Pick up the page on the quant test library right after its last line and keep writing it in the same style.

### Given text

Research

Bundled quant test taxonomy — 239 institutional-grade tests, queryable by stage, strategy, or category

horizon.research ships a 239-test reference library covering every stage of systematic-strategy research, from idea through production monitoring. Tests are annotated with purpose, formula, thresholds, common pitfalls, references, and a cross-reference to the horizon.stats function that implements them when one exists.

The data is the Quant Systematic Research Test Library (v4.0.0) shipped as a JSON file under horizon/research/data/. Treat the library as a reference, not a registry — you don’t extend it at runtime. To add a test, edit the JSON and rebuild.

python
import horizon as hz

lib = hz.research.test_library()
print(lib)
# TestLibrary(version='4.0.0', tests=239, categories=21, stages=16)

Categories

21 categories. The five biggest:

CategoryCountExamples
lopez_de_prado_methods28Fractional differentiation, triple-barrier labeling, sample uniqueness, sequential bootstrap, PBO, DSR, CSCV
catalyst_modeling26Event-driven signal validation
adversarial20Random-signal control, sign-flip, lag scan, parameter perturbation
stress_testing18Regime stress, tail-correlation, capacity stress
predictive_power14IC (Spearman / Pearson / Kendall), IC IR, IC decay

Full list via lib.categories().

Pipeline stages

The taxonomy assigns each test to one or more of these 16 stages:

stage_0_idea           → stage_1_data_budget   → stage_2_sniff
stage_3_data_infra     → stage_4_signal        → stage_4c_catalyst
stage_5_portfolio      → stage_6_backtest      → stage_7_robustness
stage_7b_stress_adversarial → stage_8_prereg   → stage_9_holdout
stage_10_paper         → stage_11_live_ramp    → stage_12_production

Each stage has a StagePlan with required tests, recommended tests, and a one-line gate description. Get one via lib.by_stage(...).

Queries

Lookup by id

python
t = lib.get("jarque_bera")
print(t.pretty())
# === jarque_bera : Jarque-Bera joint normality ===
#   category        : distributional
#   purpose         : Joint test of skew = 0 and excess kurt = 0.
#   formula         : JB = T/6 * (b1^2 + (b2-3)^2/4) ~ chi2(2)
#   applies to      : strategies=all, stages=[6, 7]
#   SDK function    : horizon.stats.jarque_bera
#   references      :
#       - Jarque & Bera (1980)

The Test is a frozen dataclass:

python
@dataclass(frozen=True)
class Test:
    test_id: str
    name: str
    category: str
    purpose: str
    formula: str
    implementation: str
    thresholds: tuple[tuple[str, Any], ...]
    pitfalls: tuple[str, ...]
    references: tuple[str, ...]
    applies_to_stages: tuple[int, ...]
    applies_to_strategies: str | tuple[str, ...]
    sdk_implementation: str | None

By pipeline stage

python
sp = lib.by_stage("stage_4_signal")
print(sp.pretty())
# === stage_4_signal ===
#   required (8):
#     - ic_spearman              Information Coefficient (Spearman)
#     - ic_information_ratio     IC Information Ratio
#     - ic_bootstrap_ci          Stationary bootstrap CI on mean IC
#     - ic_decay_curve           IC decay curve
#     - signal_autocorrelation   Signal autocorrelation
#     - fama_macbeth_regression  Fama-MacBeth cross-sectional regression
#     - look_ahead_check         Look-ahead audit
#     - information_bar_sampling Information-driven bars
#   recommended (5): ...

######
### Stored rows

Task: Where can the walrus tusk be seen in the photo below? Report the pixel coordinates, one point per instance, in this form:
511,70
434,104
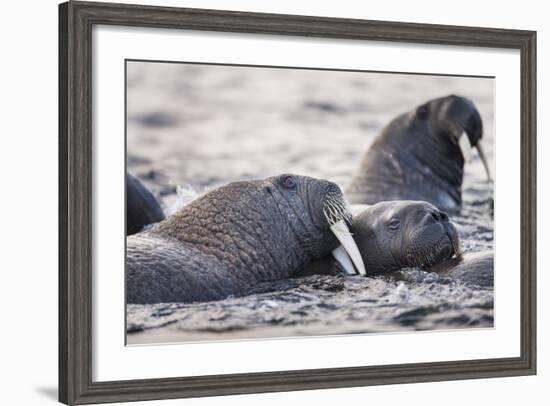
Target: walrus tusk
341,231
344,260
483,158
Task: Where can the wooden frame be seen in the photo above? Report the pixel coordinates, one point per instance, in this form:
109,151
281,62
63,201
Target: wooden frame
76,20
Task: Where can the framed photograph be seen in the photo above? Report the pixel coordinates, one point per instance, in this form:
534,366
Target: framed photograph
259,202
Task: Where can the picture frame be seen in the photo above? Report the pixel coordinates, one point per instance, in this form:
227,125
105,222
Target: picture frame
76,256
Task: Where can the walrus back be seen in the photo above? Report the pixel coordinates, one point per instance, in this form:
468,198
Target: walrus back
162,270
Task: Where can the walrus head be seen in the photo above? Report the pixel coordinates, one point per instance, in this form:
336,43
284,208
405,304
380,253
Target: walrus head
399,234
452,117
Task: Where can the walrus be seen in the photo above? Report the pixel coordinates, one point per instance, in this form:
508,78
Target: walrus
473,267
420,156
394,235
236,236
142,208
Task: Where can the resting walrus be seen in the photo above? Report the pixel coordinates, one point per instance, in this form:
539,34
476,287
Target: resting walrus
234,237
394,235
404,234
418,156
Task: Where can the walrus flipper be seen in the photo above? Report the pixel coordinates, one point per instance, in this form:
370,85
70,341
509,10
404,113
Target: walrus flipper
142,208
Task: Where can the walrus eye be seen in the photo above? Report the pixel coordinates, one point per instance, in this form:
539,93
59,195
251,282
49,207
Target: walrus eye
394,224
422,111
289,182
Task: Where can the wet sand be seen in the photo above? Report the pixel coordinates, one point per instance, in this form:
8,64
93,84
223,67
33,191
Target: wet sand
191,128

######
### Stored rows

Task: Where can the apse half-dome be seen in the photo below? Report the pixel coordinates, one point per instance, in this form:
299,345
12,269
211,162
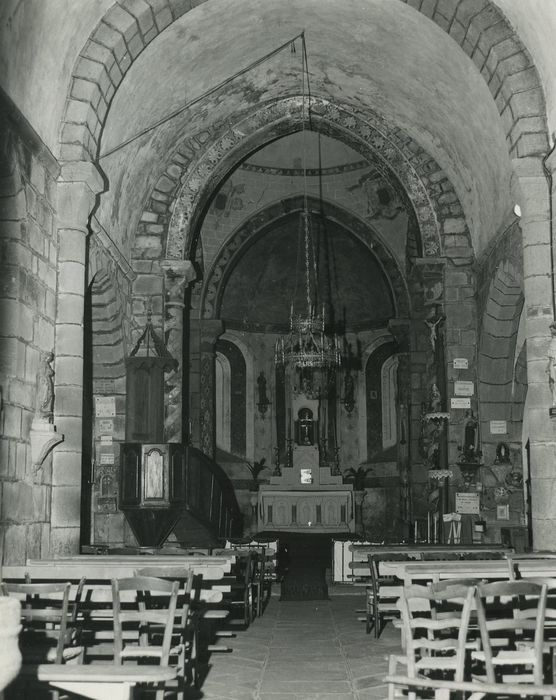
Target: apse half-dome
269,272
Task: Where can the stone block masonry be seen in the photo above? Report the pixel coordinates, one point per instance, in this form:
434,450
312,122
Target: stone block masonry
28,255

######

Exercise result =>
#   gate            : CV mean IC and IR above thresholds; CI excludes zero

By strategy type

python
for t in lib.by_strategy("trend_following"):
    print(t.test_id, t.name)

Includes all tests marked applies_to_strategies = "all" plus any strategy-specific addendum tests.

By category

python
ldp = lib.by_category("lopez_de_prado_methods")
print(f"{len(ldp)} tests")
# 28 tests

Free-text search

python
for t in lib.search("autocorrel"):
    print(t.test_id, t.name)
# signal_autocorrelation   Signal autocorrelation
# ljung_box                Ljung-Box autocorrelation test
# durbin_watson            Durbin-Watson
# newey_west_t_stat        Newey-West t-statistic

Gate criteria

python
g = lib.gate("gate_2_robustness")
print(g.pretty())
# === gate_2_robustness : Robustness battery gate ===
#   stage           : stage_7_robustness
#   pass criteria   (12):
#     - DSR > 0.95 after trial-count adjustment
#     - Haircut Sharpe > pre-stated benchmark
#     - ...
#   fail modes      (5):
#     - overfitting_to_parameters
#         → Loopback to stage_4_signal with simpler signal
#     - ...

Or look up by stage:

python
g = lib.gate_for_stage("stage_7_robustness")
# Returns the GateCriteria whose .stage matches, or None.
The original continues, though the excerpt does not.